- _Work to complete_
Pick out every row below that contains the word "Thank" and copy each one in full, treating uppercase and lowercase as different.

- _Material for this task_
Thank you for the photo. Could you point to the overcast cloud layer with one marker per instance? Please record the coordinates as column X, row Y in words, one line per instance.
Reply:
* * *
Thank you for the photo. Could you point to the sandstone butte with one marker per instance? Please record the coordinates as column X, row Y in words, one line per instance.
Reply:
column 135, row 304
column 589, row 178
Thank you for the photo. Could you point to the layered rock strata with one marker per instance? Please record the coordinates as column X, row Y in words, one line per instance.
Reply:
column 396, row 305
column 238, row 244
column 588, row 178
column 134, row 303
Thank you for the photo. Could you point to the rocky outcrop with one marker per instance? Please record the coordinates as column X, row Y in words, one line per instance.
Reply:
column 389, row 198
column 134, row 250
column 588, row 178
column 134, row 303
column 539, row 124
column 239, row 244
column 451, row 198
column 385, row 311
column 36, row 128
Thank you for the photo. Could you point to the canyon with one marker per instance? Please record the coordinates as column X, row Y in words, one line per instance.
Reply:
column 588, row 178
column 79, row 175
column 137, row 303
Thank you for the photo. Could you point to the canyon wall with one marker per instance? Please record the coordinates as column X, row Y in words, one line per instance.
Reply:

- _Task result_
Thank you for the photo. Could you point to the overcast cloud layer with one marker per instance? Please record the coordinates as column X, row Y in words, one line per instance.
Thank you for the photo. Could you point to the sandstone butte with one marker per instance? Please record the coordinates as column X, row Y in words, one line per instance.
Thank you for the photo. Could you point to the layered rock strata with one marker per instance? Please record the coordinates as column X, row Y in words, one line per instance.
Thank you for the photo. Could you point to the rocky outcrop with one marker per instance? Please record the coordinates as column X, row Y in words, one line per instance.
Thank you for the photo. Could you point to the canyon with one marker per instance? Please record the coordinates as column X, row Y in words, one line per instance.
Thank you for the photo. Could you point to the canyon wall with one marker per instance? Please record the coordinates as column X, row Y in words, one line per instance.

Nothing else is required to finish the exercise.